§ WHAT YOU WILL DO: The pictures must be left out, while the rest of the data is copied exactly.
----
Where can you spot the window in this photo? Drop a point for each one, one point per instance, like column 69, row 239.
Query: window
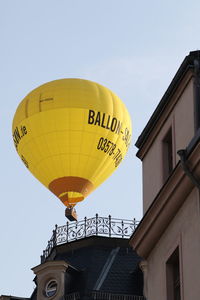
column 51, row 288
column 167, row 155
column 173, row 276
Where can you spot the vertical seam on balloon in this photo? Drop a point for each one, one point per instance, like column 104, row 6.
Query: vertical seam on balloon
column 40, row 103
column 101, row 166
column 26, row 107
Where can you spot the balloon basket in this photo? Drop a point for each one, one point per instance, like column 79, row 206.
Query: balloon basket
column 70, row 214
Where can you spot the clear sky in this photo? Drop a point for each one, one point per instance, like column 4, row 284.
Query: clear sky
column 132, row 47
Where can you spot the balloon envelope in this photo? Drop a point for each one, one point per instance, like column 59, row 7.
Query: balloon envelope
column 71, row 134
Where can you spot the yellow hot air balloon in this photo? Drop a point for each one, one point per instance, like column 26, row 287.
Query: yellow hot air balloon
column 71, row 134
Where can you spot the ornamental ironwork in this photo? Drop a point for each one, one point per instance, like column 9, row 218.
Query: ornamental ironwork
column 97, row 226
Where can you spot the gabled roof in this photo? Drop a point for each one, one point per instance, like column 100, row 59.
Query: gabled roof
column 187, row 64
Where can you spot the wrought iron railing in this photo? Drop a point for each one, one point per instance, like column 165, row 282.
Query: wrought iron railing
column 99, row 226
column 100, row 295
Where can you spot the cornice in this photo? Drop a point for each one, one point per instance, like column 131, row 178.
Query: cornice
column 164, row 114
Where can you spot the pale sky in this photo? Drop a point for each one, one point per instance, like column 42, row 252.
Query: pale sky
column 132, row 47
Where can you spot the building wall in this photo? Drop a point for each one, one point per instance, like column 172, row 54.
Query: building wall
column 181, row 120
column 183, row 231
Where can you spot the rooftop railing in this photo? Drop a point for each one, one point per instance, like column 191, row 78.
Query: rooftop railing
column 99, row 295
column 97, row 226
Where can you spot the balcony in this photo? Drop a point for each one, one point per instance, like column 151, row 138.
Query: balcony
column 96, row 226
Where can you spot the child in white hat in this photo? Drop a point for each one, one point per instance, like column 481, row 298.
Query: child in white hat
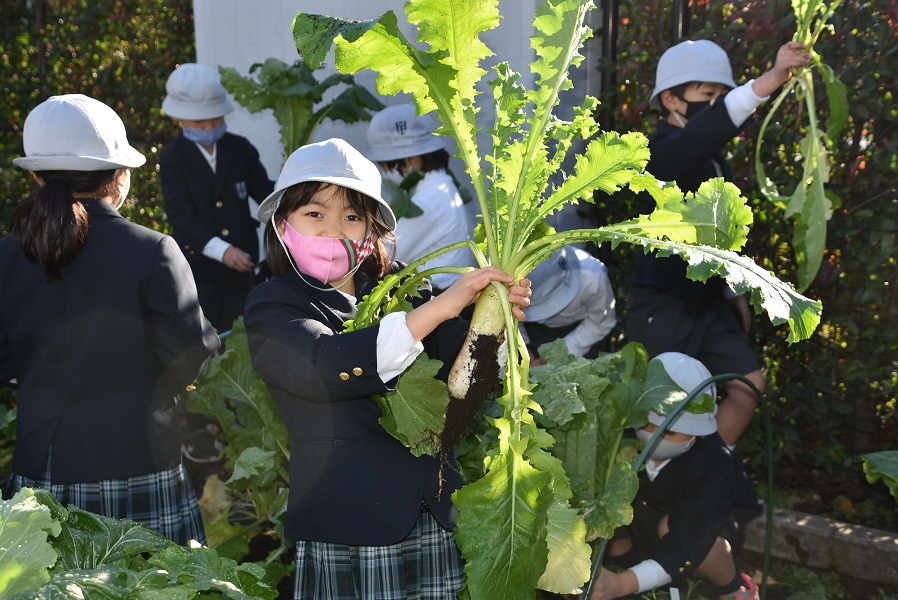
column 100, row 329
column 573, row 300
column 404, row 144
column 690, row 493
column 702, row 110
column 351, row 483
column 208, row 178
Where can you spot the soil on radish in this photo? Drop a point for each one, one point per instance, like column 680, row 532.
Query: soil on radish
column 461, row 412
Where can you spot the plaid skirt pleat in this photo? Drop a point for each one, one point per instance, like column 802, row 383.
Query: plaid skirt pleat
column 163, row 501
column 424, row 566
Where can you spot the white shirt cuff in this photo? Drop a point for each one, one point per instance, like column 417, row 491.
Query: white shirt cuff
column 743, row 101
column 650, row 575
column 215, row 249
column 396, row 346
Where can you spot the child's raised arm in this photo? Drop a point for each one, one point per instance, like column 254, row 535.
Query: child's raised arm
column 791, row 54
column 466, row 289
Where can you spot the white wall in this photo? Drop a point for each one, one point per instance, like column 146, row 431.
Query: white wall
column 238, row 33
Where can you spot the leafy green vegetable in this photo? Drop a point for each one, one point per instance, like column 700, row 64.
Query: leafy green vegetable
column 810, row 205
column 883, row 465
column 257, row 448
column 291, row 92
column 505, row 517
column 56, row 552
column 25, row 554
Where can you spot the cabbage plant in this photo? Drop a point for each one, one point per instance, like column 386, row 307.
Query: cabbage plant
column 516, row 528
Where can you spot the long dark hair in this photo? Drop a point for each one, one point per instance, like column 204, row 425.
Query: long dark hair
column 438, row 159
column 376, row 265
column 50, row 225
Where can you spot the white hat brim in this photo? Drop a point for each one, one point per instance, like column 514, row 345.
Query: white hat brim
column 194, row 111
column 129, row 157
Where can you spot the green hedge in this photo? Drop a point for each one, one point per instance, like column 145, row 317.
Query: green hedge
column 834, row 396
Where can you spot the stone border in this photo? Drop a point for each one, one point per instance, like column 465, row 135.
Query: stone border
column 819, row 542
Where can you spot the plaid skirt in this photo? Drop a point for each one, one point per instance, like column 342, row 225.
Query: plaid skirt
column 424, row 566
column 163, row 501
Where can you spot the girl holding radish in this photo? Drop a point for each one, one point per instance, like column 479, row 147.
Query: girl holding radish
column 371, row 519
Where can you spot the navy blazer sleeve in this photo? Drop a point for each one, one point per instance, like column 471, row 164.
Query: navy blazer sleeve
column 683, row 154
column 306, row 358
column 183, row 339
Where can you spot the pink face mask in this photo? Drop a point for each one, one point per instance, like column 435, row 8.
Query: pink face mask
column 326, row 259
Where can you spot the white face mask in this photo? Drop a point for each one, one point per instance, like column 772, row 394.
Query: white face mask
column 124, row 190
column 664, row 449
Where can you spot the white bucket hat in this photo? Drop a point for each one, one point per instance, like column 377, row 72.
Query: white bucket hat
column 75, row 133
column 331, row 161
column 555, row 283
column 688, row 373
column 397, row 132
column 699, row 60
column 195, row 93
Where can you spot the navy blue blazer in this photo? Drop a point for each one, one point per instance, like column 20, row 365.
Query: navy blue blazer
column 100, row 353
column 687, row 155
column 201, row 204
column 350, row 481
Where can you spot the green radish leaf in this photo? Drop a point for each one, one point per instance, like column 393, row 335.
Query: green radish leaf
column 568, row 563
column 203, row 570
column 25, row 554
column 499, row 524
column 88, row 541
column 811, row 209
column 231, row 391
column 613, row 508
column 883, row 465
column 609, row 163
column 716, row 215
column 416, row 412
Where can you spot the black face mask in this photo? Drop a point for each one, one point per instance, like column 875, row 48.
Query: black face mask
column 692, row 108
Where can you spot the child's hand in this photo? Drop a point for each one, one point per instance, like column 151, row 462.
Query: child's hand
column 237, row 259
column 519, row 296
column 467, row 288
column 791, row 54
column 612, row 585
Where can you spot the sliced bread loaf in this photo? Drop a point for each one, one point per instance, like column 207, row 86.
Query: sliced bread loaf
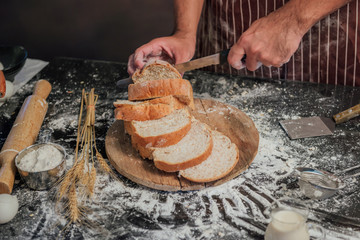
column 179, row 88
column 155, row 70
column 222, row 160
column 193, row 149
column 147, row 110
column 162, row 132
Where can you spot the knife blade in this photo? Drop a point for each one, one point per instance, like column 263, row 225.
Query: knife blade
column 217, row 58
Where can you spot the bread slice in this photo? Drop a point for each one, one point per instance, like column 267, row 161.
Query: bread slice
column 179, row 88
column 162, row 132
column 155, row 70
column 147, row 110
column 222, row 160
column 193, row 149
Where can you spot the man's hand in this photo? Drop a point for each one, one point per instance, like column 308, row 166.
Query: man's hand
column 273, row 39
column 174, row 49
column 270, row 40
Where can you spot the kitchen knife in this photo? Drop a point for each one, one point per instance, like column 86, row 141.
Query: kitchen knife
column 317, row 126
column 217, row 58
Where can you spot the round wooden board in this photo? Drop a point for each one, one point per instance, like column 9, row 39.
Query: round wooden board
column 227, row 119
----
§ ANSWER FOR THIS EXERCISE:
Where can you spot the window in this photo? Drop a point for each one, one point per instance, like column 69, row 239.
Query: window
column 51, row 288
column 167, row 155
column 173, row 276
Where can you spot the vertical seam on balloon in this photo? Drop a point for each one, one point per instance, like column 104, row 6.
Query: vertical seam on balloon
column 40, row 103
column 101, row 166
column 26, row 107
Where can you spot the balloon basket in this photo? Drop a point for each one, one point per instance, like column 79, row 206.
Query: balloon basket
column 70, row 214
Where can you spot the clear sky in this photo? Drop a point for each one, one point per instance, like column 4, row 284.
Query: clear sky
column 132, row 47
Where can you spot the balloon envelope in this photo? Drop a point for each one, one point per instance, like column 59, row 7.
Query: balloon envelope
column 71, row 134
Where can you spot the yellow hot air balloon in this photo? Drop a point for each one, one point per instance, like column 26, row 287.
Query: yellow hot air balloon
column 71, row 134
Where can you spot the ornamental ironwork in this photo? Drop a point for each one, one point per instance, like column 9, row 218.
Query: ornamental ironwork
column 97, row 226
Where can you spot the gabled roof in this photo? Drop a point for each one, one point per instance, like column 100, row 59.
Query: gabled roof
column 187, row 64
Where can you spot the wrought iron railing in this photo? Drop a point for each one, one point per instance, like column 165, row 282.
Query: wrought iron railing
column 99, row 226
column 100, row 295
Where can you spot the cornice in this photo? Drop a point for each one, one point per instance, like column 131, row 178.
Query: cornice
column 164, row 114
Where can you spot the pale sky in this photo? Drop a point for each one, one point per instance, like column 42, row 252.
Query: pale sky
column 132, row 47
Where can you spot the building wall in this photo? Drop a point for each one, one point per instance, like column 172, row 54.
Query: building wall
column 181, row 120
column 183, row 231
Where can you spot the rooftop railing in this photo? Drop a point for each one, one point per instance, like column 191, row 78.
Query: rooftop railing
column 99, row 295
column 97, row 226
Where can you spot the balcony in this photo? Drop a point for each one, one point per instance, like column 151, row 138.
Query: balcony
column 96, row 226
Where can you spot the child in white hat in this photo? Drop a point for each one, one point per instance, like column 481, row 298.
Query: child in white hat
column 100, row 329
column 573, row 300
column 404, row 144
column 690, row 493
column 702, row 110
column 351, row 483
column 208, row 178
Where can you spot the soil on radish in this photo? Drop a point for each one, one point per instance, like column 680, row 532.
Query: soil on radish
column 461, row 412
Where can you spot the plaid skirt pleat in this photo? Drop a point for each one, one point per instance, like column 802, row 383.
Query: plaid skirt pleat
column 163, row 501
column 424, row 566
Where can you spot the white shirt cuff in this photo? Drop a point for each one, one point per instance, like column 417, row 491.
Query: white shirt cuff
column 743, row 101
column 650, row 575
column 215, row 249
column 396, row 346
Where can you spot the child's raised arm in this photo? Drop a point for each one, one point per instance, like column 254, row 535.
Query: child's raised arm
column 791, row 54
column 466, row 289
Where can you spot the white wall in this photo? Drop a point for each one, one point per instance, like column 146, row 431.
Query: white wall
column 238, row 33
Where can you spot the leafy green vegetable in this photo? Drop a point for each one, one point per instance, like column 700, row 64.
Query: leafy green vegetable
column 810, row 205
column 883, row 465
column 257, row 448
column 291, row 92
column 505, row 517
column 56, row 552
column 25, row 554
Where can you spot the cabbage plant in this photo? Drop a point for each one, one point per instance, like column 386, row 307.
Query: cabbage plant
column 516, row 528
Where can you spot the long dark hair in this photo? Drop a point for each one, one point per instance, like column 204, row 425.
Query: long dark hair
column 438, row 159
column 376, row 265
column 50, row 225
Where can you spot the white hat brim in this photo? Drop a point for each one, one point per instance, like column 514, row 345.
Query: white hat brim
column 194, row 111
column 129, row 157
Where can you spot the green hedge in this photo? Drop a point for each one, one point per instance, like column 145, row 317.
Query: green hedge
column 834, row 396
Where can you spot the stone border in this photo? Drop a point for each one, one point per instance, like column 465, row 135.
Query: stone border
column 819, row 542
Where can you spot the plaid skirt in this photo? Drop a point for each one, one point per instance, like column 342, row 225.
Query: plaid skirt
column 424, row 566
column 163, row 501
Where can you spot the girl holding radish in this photo? Drop a point for each one, one point per instance, like column 479, row 147.
Query: girl holding radish
column 371, row 519
Where can you spot the navy blazer sleeve in this photo? Drop a point for each one, one point per instance, like column 471, row 164.
Query: navy blazer sleeve
column 683, row 154
column 306, row 358
column 183, row 339
Where can you spot the pink face mask in this photo? Drop a point for each one, one point per instance, like column 435, row 8.
Query: pink face mask
column 326, row 259
Where can you spot the white face mask in this photo? Drop a point for each one, one point per instance, like column 772, row 394.
Query: white face mask
column 124, row 190
column 664, row 449
Where can you spot the white bucket hat in this photo? Drop a point for each one, one point per instance, like column 377, row 72.
Query: white bucket hat
column 75, row 133
column 331, row 161
column 555, row 283
column 688, row 373
column 397, row 132
column 699, row 60
column 195, row 93
Where can you spot the navy blue blazer in this photo? Drop a point for each one, one point per instance, like column 20, row 365.
Query: navy blue blazer
column 100, row 353
column 687, row 155
column 201, row 204
column 350, row 481
Where can you spot the green radish leaf in this photo? Drop a point for each one, one point per instance, like column 393, row 335.
Query: green radish leaf
column 568, row 563
column 203, row 570
column 25, row 554
column 499, row 524
column 88, row 541
column 811, row 209
column 231, row 391
column 613, row 508
column 883, row 465
column 609, row 163
column 716, row 215
column 416, row 412
Where can you spot the black face mask in this photo? Drop a point for each one, one point per instance, like column 875, row 48.
Query: black face mask
column 692, row 108
Where can you spot the child's hand in this photo? Drop a point for each one, one point per instance, like column 151, row 462.
Query: child's hand
column 237, row 259
column 519, row 296
column 467, row 288
column 791, row 54
column 612, row 585
Where can you spot the sliced bread loaf in this photo? Drop a point for each one, one point per instance, like column 207, row 86.
Query: sliced bread loaf
column 179, row 88
column 155, row 70
column 222, row 160
column 193, row 149
column 147, row 110
column 162, row 132
Where can you spot the knife blade in this photo? Drop a point for each one, one point per instance, like column 263, row 225.
Query: knife blade
column 217, row 58
Where can you spot the bread slice in this photo? Drop a point for each one, one point per instance, like column 267, row 161.
Query: bread slice
column 179, row 88
column 162, row 132
column 155, row 70
column 147, row 110
column 222, row 160
column 193, row 149
Where can you spot the man's hand in this photo? Drop a point for each one, one point per instance, like column 308, row 166.
Query: man's hand
column 273, row 39
column 174, row 49
column 270, row 40
Where can you spot the kitchen knife in this photo? Drop a point for each one, one point per instance, like column 86, row 141.
Query: kitchen knife
column 317, row 126
column 217, row 58
Where can you spot the round wooden board in this photo? Drop a point for each one, one point per instance, like column 9, row 39.
Query: round wooden board
column 227, row 119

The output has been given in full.